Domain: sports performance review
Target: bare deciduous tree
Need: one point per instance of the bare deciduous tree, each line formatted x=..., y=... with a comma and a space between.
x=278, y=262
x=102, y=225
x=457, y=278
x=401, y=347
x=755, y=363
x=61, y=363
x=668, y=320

* Work to complete *
Write out the material above again word for word, keeping every line as it is.

* Written reply *
Domain: sports performance review
Target: bare deciduous tree
Need: one point per instance of the bare deciduous tree, each line formatted x=..., y=... with a comma and a space between.
x=278, y=262
x=102, y=225
x=457, y=278
x=401, y=347
x=755, y=363
x=61, y=363
x=668, y=320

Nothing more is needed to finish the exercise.